そういう立場は、自分が選んだ道だし、別にキライじゃない。

でも、その「実績」が定量化されずに、なんとなくあくせく働いているように見える人間が一定の評価されてしまう環境がキライだ。

実績の定量化というのは僕にとっては死活問題である。とはいっても僕がそれぞれの現場での評価基準を決めることはできない。
定性評価がまかり通っている現場にいかされてしまったら、早めに引き上げてくる。馬鹿らしいから。そして自身の身を守るために。
それができるのがフリーの特権かもしれないけどね。

僕らはこのギョーカイの最底辺層を生き抜くために、システム的なスキルを上げなきゃならないし、昨今は「コミュニケーション!」みたいなビジネススキルも上げなきゃならない。
そこに加えて、汎用的に定性的評価を受けるための「演技力」も磨いていかなければならなかった。

そして、このギョーカイではこの「演技力」が重要視された時期があったんだよね、間違いなく。

今はさすがに下火になってきたみたいだけど、代わりに、エンジニアに技術(あるいは「ソリューション」)を求めてるクセに反面、ビジネススキルのほうを重要視するというトレンドに入っている。
なんだか本末転倒である。

現場において、新しくヒトを入れたいというときに、「スキルなんざどうでもいいから、ハキハキしてるヤツがいいな、それといろいろ押し付けても文句言わず働いてくれるヤツがいい」とか堂々と言ってるヤツも多い。

これだから。。ギョーカイ自体が「これぐらいのレベル」だからこそ、僕らIT土方の需要が尽きることはない。


 
ああ、また脱線してゆく。。戻さなきゃ。

僕は一定量の仕事をどれだけ早く上げるかが勝負だと思っている。
(そんなのアタリマエだと思うんだけどな。。)

そしてもっとも大事なのは、早く仕事を上げた人間にはそれなりの「休息」が与えられるべきだ。
「報酬」を与えられるべきとは言わない。そこがミソ。

早く仕上げたからって僕の手取りが変わるわけでもない。だったら自分で生産性を上げて休息をゲットしたいに決まってる。

* [課題]
A: 上記の実績評価に関する文章から、「それができるのがフリーの特権かもしれないけどね。」から「なんだか本末転倒である。」までの部分を原文どおりに書き写してください。
B: 上記の実績評価に関する文章において、筆者は早く仕事を上げた人間に何が与えられるべきだと述べていますか。

* [データセット記録]
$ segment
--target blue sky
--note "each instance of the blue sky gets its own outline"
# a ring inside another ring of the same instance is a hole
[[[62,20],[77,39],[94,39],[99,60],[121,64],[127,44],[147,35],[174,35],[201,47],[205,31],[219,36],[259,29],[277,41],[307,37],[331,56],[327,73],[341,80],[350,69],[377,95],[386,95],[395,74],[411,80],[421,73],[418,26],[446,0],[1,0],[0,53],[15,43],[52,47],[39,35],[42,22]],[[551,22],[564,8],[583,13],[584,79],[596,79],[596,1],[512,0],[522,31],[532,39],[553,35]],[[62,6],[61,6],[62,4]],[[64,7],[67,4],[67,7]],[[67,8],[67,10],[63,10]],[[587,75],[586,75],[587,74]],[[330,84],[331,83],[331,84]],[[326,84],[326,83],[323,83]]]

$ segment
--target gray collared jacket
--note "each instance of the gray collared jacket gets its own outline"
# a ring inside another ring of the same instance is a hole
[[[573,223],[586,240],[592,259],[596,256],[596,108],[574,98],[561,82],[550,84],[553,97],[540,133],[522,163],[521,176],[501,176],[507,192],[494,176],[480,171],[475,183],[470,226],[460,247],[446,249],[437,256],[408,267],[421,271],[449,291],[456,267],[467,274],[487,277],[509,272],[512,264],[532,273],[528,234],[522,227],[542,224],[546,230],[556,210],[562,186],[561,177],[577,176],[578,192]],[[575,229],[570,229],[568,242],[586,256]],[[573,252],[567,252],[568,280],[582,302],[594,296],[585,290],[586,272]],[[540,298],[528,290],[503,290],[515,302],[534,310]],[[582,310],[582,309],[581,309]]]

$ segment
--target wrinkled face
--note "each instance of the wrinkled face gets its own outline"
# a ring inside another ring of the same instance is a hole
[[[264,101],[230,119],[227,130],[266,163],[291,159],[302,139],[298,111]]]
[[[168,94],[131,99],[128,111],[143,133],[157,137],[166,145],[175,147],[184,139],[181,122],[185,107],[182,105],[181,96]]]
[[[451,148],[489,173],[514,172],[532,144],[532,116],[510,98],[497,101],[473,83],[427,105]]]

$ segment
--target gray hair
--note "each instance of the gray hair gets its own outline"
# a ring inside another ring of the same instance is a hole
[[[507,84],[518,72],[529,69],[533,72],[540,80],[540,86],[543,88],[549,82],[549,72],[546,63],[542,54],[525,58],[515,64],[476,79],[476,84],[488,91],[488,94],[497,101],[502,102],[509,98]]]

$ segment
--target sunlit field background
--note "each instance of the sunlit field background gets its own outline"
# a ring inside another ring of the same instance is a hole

* [解答例]
A:
それができるのがフリーの特権かもしれないけどね。

僕らはこのギョーカイの最底辺層を生き抜くために、システム的なスキルを上げなきゃならないし、昨今は「コミュニケーション!」みたいなビジネススキルも上げなきゃならない。
そこに加えて、汎用的に定性的評価を受けるための「演技力」も磨いていかなければならなかった。

そして、このギョーカイではこの「演技力」が重要視された時期があったんだよね、間違いなく。

今はさすがに下火になってきたみたいだけど、代わりに、エンジニアに技術(あるいは「ソリューション」)を求めてるクセに反面、ビジネススキルのほうを重要視するというトレンドに入っている。
なんだか本末転倒である。

B: それなりの「休息」が与えられるべきだと述べています。